==== Material supplied

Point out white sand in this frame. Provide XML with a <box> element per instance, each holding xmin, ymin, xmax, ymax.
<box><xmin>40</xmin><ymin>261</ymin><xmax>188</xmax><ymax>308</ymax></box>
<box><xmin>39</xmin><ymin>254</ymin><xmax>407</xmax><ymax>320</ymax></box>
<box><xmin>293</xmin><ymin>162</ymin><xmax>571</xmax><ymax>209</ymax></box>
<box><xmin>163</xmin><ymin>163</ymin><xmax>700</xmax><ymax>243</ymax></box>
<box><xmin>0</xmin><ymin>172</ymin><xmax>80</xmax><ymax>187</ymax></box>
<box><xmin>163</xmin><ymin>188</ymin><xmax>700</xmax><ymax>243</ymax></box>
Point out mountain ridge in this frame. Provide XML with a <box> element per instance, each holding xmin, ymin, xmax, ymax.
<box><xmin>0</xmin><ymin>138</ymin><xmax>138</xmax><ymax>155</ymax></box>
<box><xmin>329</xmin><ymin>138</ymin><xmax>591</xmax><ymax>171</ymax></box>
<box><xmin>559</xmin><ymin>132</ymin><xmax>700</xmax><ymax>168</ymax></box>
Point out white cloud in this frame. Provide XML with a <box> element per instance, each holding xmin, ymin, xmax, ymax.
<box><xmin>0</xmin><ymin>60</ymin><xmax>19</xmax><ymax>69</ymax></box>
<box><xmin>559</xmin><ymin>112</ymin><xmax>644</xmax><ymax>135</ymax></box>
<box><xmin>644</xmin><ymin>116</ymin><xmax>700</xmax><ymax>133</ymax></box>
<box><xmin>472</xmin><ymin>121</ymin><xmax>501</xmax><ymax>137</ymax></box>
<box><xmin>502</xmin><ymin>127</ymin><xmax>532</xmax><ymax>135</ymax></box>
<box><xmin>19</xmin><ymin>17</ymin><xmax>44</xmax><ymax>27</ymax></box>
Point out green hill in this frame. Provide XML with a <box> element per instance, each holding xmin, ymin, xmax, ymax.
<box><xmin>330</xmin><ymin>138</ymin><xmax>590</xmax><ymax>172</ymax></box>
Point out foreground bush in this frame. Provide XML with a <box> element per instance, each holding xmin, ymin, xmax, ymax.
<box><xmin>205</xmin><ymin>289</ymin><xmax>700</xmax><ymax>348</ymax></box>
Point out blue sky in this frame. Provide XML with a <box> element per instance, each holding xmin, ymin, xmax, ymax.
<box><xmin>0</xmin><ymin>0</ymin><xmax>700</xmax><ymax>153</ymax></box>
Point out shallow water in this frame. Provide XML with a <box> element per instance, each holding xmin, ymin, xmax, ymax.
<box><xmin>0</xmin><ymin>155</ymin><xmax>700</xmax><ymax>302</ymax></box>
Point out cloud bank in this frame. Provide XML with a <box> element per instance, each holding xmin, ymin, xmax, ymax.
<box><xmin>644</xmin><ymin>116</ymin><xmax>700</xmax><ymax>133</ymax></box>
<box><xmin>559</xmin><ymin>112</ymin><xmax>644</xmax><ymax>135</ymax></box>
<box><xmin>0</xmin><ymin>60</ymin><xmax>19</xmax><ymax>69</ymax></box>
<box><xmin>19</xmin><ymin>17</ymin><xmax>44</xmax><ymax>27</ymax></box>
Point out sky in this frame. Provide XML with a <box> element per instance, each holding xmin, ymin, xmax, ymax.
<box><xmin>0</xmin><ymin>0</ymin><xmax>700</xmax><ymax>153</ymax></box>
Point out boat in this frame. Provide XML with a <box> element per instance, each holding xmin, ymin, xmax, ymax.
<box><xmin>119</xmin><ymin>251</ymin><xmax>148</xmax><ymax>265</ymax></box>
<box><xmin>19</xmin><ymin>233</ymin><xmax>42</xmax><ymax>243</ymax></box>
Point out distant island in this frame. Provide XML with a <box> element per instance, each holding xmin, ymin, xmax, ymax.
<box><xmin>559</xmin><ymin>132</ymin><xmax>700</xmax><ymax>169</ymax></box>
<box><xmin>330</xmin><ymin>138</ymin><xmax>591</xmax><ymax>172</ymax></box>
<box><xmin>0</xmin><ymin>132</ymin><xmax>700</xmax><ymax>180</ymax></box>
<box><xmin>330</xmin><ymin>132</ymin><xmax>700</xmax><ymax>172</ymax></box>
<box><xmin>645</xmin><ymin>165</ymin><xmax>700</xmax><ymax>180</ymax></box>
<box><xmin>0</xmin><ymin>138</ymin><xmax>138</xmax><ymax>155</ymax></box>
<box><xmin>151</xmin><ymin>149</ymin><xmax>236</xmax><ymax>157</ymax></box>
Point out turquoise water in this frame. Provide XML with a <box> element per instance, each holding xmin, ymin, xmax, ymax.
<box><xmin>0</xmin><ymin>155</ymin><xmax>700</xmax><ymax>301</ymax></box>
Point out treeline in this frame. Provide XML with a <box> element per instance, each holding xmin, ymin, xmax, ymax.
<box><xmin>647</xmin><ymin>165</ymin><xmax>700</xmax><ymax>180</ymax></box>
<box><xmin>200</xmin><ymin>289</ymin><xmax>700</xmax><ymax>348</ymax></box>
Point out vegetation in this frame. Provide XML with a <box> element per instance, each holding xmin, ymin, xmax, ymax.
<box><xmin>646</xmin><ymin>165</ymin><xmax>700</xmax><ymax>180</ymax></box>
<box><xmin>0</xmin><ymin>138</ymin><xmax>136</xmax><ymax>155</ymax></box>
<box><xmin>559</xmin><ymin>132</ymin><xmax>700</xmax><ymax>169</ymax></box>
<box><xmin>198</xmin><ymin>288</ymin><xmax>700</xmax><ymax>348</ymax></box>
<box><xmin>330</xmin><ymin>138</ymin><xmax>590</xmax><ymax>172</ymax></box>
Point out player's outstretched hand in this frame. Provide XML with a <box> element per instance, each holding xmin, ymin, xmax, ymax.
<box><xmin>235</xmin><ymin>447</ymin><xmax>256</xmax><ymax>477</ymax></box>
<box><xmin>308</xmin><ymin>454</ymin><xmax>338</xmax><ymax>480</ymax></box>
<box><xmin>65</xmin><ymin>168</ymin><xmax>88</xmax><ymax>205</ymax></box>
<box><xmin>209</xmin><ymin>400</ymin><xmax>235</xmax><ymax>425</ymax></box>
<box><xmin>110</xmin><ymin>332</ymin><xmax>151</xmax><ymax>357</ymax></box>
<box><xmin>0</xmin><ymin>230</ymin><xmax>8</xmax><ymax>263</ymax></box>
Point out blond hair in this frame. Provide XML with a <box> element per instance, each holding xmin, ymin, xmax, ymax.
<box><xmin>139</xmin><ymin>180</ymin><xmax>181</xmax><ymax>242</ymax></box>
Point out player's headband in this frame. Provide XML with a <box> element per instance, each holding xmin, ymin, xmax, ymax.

========

What is being asked:
Which lines in the entries above contain the word "water"? Extract each one in full, and treat capitalization as significant.

Output:
Point out shallow water in this frame. Provide XML with a <box> element per instance, each holding xmin, ymin, xmax, ymax.
Point out turquoise water in this frame. Provide XML with a <box> element per instance, each holding xmin, ymin, xmax, ymax.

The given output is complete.